Reading passage.
»»

It's a good idea to ask for specific examples rather than really general questions. It's hard to answer statements like the one you wrote here.

The answer to your question depends on if you mean by hand vs. computer, only basic algebra versus logarithms, etc. - Nov 3rd 2009, 06:57 AMStuck Man
e^x + 3e^y = 3

e^2x - 9e^2y = 6

The answer has to be expressed as logs to base e.

I have the answers and they seem to be correct. - Nov 3rd 2009, 07:09 AMalexmahone
$\displaystyle e^x+3e^y=3$

$\displaystyle e^{2x}-9e^{2y}=6$

$\displaystyle (e^x)^2-(3e^y)^2=6$

$\displaystyle (e^x+3e^y)(e^x-3e^y)=6$

$\displaystyle 3(e^x-3e^y)=6$

$\displaystyle e^x-3e^y=2$

$\displaystyle 2e^x=5$

$\displaystyle e^x=\frac{5}{2}$

$\displaystyle x=ln (\frac{5}{2})$

$\displaystyle 6e^y=1$

$\displaystyle e^y=\frac{1}{6}$

$\displaystyle y=ln(\frac{1}{6})=-ln 6$ - Nov 4th 2009, 03:42 AMStuck Man
Thanks.

««

Information provided.
»»

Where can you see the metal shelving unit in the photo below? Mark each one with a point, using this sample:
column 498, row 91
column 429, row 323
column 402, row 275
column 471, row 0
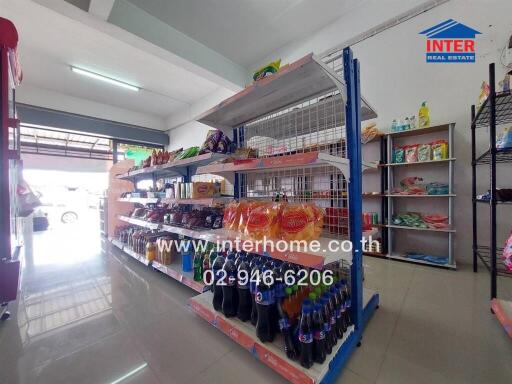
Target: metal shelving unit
column 496, row 110
column 391, row 199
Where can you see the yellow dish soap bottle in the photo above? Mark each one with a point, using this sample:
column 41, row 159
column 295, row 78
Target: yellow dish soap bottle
column 424, row 116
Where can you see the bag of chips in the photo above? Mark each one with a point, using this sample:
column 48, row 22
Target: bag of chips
column 411, row 153
column 264, row 221
column 424, row 152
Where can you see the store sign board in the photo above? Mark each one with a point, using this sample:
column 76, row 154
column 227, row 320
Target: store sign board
column 450, row 42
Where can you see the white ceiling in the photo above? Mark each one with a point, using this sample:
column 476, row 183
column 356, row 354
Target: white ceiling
column 247, row 30
column 51, row 42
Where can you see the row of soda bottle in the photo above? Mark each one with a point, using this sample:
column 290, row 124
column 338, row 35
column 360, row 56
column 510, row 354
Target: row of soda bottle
column 310, row 319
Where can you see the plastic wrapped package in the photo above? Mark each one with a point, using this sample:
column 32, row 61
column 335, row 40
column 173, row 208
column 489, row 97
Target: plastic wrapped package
column 246, row 206
column 424, row 152
column 411, row 153
column 297, row 222
column 439, row 150
column 264, row 221
column 398, row 155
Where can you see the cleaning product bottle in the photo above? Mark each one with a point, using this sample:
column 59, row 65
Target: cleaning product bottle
column 424, row 116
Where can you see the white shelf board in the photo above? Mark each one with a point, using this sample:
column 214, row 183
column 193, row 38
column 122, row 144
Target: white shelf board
column 302, row 80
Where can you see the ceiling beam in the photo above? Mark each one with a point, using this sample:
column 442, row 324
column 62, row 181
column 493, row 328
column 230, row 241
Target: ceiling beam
column 101, row 8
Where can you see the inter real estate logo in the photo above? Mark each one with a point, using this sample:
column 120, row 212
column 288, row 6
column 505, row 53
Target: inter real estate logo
column 450, row 42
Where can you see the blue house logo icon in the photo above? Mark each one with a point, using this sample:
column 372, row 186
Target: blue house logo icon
column 450, row 42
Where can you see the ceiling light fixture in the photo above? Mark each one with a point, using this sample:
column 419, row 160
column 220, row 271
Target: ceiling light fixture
column 104, row 78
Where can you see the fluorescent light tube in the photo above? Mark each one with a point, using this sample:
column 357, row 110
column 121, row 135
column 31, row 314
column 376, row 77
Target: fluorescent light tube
column 104, row 78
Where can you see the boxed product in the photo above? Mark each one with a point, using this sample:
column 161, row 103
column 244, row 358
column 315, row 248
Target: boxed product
column 201, row 189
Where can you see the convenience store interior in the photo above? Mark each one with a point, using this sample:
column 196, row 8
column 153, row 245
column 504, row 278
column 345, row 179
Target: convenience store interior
column 144, row 121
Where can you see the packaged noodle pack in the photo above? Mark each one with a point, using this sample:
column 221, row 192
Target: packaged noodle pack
column 263, row 221
column 439, row 150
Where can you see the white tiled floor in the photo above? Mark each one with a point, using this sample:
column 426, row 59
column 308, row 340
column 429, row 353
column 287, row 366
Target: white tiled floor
column 108, row 317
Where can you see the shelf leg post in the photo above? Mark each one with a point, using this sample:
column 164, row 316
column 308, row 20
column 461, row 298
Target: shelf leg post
column 492, row 139
column 473, row 188
column 353, row 128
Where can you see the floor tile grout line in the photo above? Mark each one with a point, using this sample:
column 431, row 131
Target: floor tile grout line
column 415, row 268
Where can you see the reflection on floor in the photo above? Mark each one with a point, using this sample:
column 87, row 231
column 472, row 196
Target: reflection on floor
column 85, row 316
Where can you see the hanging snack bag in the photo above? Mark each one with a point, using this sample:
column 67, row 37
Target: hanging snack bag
column 231, row 216
column 318, row 214
column 507, row 253
column 246, row 206
column 264, row 221
column 398, row 155
column 439, row 150
column 424, row 152
column 297, row 222
column 411, row 153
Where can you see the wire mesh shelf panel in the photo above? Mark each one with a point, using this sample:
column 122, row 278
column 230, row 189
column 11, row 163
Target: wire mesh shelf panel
column 502, row 156
column 314, row 125
column 503, row 111
column 484, row 253
column 325, row 187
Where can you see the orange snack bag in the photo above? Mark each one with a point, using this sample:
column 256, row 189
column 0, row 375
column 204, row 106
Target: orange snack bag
column 231, row 216
column 298, row 222
column 246, row 206
column 319, row 214
column 264, row 221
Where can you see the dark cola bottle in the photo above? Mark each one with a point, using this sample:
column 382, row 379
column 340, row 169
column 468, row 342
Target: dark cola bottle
column 265, row 305
column 244, row 293
column 286, row 329
column 319, row 349
column 340, row 322
column 326, row 317
column 217, row 283
column 306, row 335
column 347, row 301
column 229, row 289
column 255, row 275
column 332, row 312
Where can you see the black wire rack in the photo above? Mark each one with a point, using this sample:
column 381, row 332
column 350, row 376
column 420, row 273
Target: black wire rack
column 484, row 254
column 503, row 110
column 495, row 111
column 502, row 156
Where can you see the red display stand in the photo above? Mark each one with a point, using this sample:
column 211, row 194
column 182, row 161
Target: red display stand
column 10, row 77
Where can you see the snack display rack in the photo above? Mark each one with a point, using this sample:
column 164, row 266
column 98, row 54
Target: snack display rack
column 495, row 111
column 304, row 122
column 393, row 200
column 10, row 165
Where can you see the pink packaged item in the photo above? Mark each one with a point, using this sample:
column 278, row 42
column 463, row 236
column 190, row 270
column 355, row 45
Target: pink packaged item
column 507, row 253
column 411, row 153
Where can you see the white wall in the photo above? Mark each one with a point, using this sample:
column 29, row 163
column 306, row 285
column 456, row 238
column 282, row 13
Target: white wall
column 396, row 79
column 188, row 135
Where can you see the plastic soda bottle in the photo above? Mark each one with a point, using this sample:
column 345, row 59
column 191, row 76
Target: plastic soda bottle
column 285, row 327
column 229, row 289
column 306, row 335
column 347, row 300
column 244, row 293
column 265, row 303
column 319, row 350
column 255, row 270
column 336, row 298
column 217, row 289
column 198, row 267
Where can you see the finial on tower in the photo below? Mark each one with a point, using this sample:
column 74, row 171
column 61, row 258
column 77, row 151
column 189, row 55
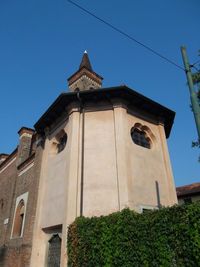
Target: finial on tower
column 85, row 78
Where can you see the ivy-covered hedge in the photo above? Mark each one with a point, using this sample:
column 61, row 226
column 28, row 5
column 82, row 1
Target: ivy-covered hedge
column 168, row 237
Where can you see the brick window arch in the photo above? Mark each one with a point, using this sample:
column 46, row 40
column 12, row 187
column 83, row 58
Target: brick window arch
column 19, row 219
column 19, row 216
column 142, row 136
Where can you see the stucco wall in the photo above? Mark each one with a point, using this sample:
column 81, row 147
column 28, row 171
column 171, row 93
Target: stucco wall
column 148, row 167
column 100, row 174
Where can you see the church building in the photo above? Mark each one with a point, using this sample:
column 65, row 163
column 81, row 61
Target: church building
column 93, row 152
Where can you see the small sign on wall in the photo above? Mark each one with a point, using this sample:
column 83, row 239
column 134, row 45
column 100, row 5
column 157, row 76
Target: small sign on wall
column 6, row 221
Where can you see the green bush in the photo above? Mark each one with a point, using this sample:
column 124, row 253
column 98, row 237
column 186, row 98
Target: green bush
column 167, row 237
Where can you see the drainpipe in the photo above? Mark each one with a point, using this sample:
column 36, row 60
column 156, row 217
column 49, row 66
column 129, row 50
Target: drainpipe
column 82, row 151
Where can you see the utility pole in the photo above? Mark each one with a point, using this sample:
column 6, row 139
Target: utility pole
column 193, row 94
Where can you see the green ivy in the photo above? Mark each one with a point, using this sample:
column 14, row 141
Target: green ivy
column 168, row 237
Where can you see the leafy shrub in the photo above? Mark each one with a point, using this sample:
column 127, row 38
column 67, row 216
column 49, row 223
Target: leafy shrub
column 167, row 237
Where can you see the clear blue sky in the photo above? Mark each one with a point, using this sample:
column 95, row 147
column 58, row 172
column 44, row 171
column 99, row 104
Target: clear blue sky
column 42, row 43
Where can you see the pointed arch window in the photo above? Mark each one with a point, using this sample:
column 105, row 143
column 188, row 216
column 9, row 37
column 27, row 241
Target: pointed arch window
column 19, row 216
column 142, row 136
column 19, row 219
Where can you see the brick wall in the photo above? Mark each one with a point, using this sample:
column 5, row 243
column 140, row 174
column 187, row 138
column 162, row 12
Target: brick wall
column 15, row 181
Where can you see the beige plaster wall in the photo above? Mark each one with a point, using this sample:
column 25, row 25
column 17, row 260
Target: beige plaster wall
column 193, row 198
column 100, row 173
column 117, row 173
column 145, row 167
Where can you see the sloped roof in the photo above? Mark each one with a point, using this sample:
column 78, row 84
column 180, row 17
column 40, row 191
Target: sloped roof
column 132, row 98
column 190, row 189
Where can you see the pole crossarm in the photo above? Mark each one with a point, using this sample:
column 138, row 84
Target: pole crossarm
column 192, row 79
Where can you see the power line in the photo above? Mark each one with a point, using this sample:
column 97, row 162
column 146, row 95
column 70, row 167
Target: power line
column 127, row 35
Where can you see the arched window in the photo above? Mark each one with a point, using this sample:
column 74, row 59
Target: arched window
column 140, row 138
column 54, row 251
column 19, row 219
column 62, row 141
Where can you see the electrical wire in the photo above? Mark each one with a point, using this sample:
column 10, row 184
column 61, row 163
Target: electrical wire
column 127, row 35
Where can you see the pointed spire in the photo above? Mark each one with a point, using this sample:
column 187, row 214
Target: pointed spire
column 85, row 62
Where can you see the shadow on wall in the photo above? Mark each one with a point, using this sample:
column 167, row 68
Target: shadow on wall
column 2, row 255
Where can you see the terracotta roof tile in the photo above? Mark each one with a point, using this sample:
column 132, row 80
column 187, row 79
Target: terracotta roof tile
column 188, row 189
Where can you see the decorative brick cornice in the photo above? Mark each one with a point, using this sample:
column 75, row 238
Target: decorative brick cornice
column 25, row 130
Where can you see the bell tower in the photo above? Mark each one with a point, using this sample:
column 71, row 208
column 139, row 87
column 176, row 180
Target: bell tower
column 85, row 78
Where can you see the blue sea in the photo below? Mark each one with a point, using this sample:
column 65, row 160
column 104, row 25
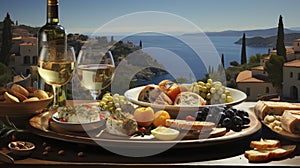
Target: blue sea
column 189, row 56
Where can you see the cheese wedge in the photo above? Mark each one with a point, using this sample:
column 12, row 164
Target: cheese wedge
column 290, row 121
column 263, row 108
column 263, row 155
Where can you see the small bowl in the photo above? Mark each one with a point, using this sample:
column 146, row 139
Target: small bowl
column 21, row 148
column 23, row 108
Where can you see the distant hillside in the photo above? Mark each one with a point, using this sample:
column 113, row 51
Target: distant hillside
column 269, row 41
column 249, row 33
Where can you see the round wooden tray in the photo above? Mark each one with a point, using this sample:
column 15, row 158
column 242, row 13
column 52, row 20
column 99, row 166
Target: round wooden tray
column 40, row 125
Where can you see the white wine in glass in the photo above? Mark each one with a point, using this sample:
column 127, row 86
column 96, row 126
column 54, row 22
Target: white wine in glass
column 56, row 70
column 95, row 70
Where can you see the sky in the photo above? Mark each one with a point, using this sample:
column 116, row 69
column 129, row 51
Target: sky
column 79, row 16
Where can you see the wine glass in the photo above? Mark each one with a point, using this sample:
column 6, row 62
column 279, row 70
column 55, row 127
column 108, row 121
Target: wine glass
column 95, row 70
column 56, row 68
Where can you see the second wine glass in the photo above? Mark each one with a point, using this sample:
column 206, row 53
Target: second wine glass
column 56, row 70
column 95, row 70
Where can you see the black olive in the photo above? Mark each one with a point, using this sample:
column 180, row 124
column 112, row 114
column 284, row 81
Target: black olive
column 237, row 120
column 226, row 122
column 246, row 120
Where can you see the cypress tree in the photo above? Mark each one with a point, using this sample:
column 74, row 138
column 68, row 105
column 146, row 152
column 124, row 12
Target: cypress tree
column 222, row 60
column 243, row 53
column 141, row 44
column 6, row 40
column 280, row 47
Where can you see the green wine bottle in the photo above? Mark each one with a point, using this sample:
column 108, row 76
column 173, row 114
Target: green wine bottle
column 52, row 40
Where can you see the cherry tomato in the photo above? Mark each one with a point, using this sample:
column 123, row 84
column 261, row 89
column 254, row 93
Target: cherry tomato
column 102, row 117
column 13, row 138
column 88, row 105
column 190, row 118
column 143, row 129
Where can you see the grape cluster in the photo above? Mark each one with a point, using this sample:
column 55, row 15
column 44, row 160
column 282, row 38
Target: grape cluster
column 230, row 118
column 212, row 91
column 115, row 102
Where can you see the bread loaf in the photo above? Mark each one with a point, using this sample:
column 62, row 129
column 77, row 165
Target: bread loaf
column 153, row 94
column 290, row 121
column 10, row 98
column 20, row 89
column 263, row 108
column 265, row 144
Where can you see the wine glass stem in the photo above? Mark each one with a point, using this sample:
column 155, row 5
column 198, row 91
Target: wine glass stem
column 94, row 94
column 55, row 96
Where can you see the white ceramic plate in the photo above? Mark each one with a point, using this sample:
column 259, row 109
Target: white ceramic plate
column 132, row 95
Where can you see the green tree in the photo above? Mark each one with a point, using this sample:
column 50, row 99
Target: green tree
column 222, row 60
column 274, row 68
column 243, row 53
column 280, row 47
column 5, row 74
column 6, row 40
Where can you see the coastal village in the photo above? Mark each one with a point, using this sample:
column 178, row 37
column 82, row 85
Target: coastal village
column 253, row 82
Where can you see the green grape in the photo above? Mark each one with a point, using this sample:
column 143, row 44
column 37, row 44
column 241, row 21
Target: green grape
column 209, row 81
column 208, row 85
column 229, row 99
column 200, row 83
column 212, row 90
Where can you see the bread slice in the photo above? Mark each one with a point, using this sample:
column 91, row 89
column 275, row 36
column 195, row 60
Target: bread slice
column 153, row 94
column 263, row 155
column 263, row 108
column 265, row 144
column 290, row 121
column 189, row 99
column 190, row 125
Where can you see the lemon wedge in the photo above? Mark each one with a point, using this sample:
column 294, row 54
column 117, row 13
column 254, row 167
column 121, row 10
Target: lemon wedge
column 164, row 133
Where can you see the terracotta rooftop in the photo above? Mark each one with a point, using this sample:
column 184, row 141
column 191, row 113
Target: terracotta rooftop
column 246, row 77
column 295, row 63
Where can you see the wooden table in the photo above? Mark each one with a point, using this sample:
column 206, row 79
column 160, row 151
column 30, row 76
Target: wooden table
column 229, row 154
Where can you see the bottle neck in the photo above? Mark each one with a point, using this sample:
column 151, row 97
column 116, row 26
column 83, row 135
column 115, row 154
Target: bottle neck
column 52, row 12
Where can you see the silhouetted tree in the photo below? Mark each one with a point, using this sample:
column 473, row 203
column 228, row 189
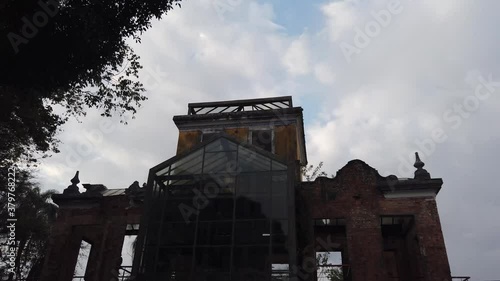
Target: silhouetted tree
column 68, row 53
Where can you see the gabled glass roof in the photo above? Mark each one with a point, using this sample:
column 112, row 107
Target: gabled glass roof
column 221, row 155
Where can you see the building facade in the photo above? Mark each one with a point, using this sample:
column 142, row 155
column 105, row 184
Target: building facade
column 231, row 205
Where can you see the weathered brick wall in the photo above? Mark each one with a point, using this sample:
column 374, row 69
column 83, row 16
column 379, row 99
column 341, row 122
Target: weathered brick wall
column 353, row 195
column 102, row 222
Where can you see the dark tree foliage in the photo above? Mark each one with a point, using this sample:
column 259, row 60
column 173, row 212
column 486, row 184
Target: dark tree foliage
column 72, row 53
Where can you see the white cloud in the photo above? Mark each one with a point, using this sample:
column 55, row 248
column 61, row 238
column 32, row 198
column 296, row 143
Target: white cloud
column 378, row 108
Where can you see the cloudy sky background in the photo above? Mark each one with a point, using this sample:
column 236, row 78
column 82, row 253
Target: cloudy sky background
column 398, row 89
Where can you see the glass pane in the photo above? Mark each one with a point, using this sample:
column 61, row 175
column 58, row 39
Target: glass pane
column 263, row 139
column 178, row 233
column 280, row 207
column 254, row 207
column 253, row 183
column 213, row 259
column 279, row 231
column 279, row 183
column 277, row 166
column 216, row 162
column 251, row 232
column 250, row 259
column 218, row 209
column 214, row 233
column 221, row 144
column 180, row 210
column 190, row 164
column 176, row 259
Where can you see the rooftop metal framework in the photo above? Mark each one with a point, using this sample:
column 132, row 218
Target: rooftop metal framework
column 202, row 108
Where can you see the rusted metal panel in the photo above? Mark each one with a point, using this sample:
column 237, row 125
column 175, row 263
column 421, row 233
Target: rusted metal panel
column 285, row 142
column 240, row 134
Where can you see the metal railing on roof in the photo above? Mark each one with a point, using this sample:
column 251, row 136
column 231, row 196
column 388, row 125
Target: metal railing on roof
column 202, row 108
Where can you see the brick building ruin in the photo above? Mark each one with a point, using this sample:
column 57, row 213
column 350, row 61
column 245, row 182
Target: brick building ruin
column 231, row 205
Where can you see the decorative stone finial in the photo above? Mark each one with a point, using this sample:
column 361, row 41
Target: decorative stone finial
column 73, row 188
column 420, row 173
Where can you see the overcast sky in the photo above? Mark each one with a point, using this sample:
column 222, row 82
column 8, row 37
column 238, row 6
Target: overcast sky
column 377, row 80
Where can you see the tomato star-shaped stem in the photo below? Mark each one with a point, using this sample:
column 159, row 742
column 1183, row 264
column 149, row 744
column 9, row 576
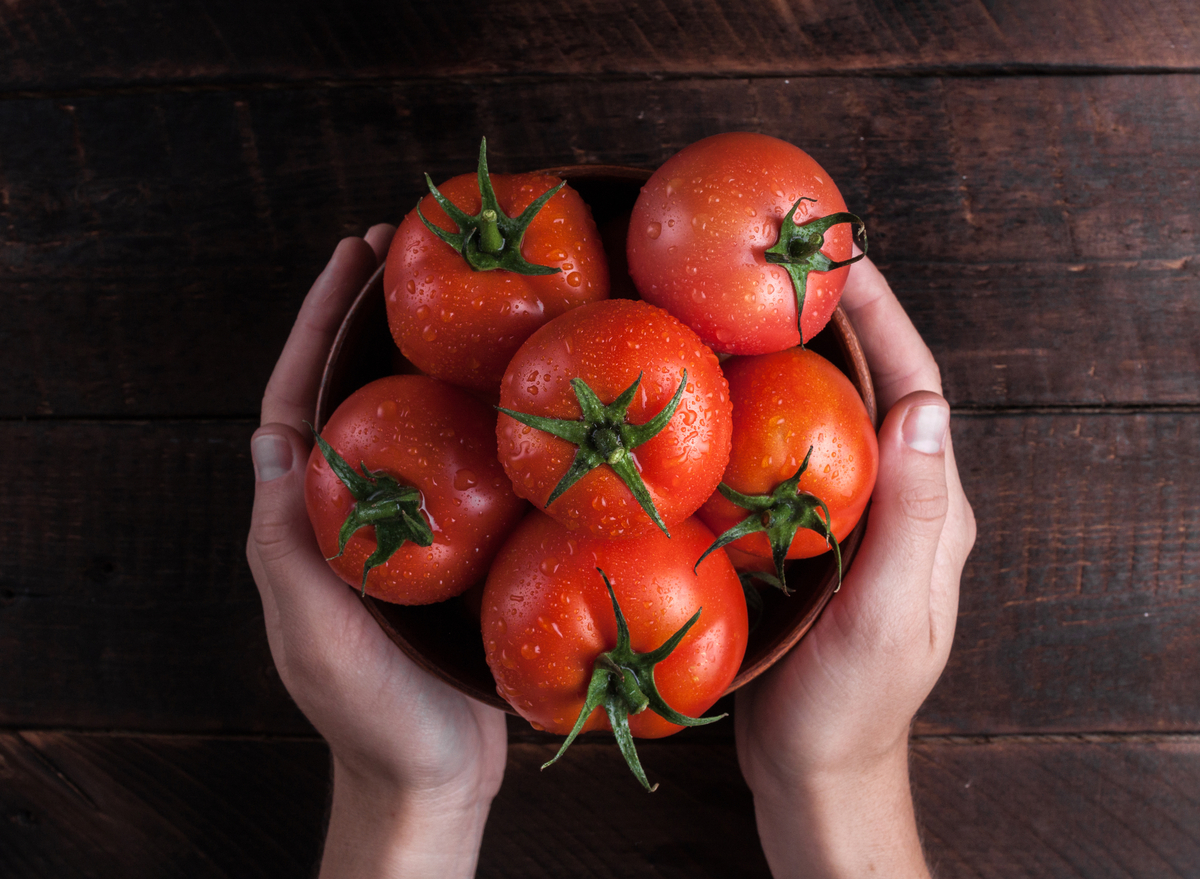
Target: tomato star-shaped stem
column 623, row 682
column 389, row 506
column 490, row 239
column 603, row 436
column 798, row 249
column 780, row 514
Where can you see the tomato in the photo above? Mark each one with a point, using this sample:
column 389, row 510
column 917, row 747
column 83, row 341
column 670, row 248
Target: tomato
column 547, row 616
column 791, row 408
column 461, row 324
column 701, row 233
column 600, row 471
column 429, row 449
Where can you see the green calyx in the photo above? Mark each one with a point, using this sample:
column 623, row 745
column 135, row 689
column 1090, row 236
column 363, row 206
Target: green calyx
column 490, row 239
column 603, row 436
column 393, row 508
column 623, row 682
column 798, row 249
column 780, row 514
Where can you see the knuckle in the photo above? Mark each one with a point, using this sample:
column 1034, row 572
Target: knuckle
column 271, row 537
column 924, row 501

««

Requirements.
a) Reproduce the forum thread from "The answer to" up to and including "logs to base e.", replacing "logs" with "natural logarithms".
b) List the entries as numbered lines, from the line with "Where can you see the shadow" up to and including the line with "column 188, row 189", leaving out any blank lines.
The forum thread and the entries are separate, unrelated material.

Task-by-task results.
a)
The answer to your question depends on if you mean by hand vs. computer, only basic algebra versus logarithms, etc. - Nov 3rd 2009, 06:57 AMStuck Man
e^x + 3e^y = 3

e^2x - 9e^2y = 6

The answer has to be expressed as natural logarithms to base e.

b)
1. Where can you see the shadow on wall in the photo above? Mark each one with a point, using this sample:
2. column 167, row 68
3. Target: shadow on wall
4. column 2, row 255
5. Where can you see the terracotta roof tile in the photo above? Mark each one with a point, using this sample:
6. column 132, row 80
7. column 187, row 79
8. Target: terracotta roof tile
9. column 188, row 189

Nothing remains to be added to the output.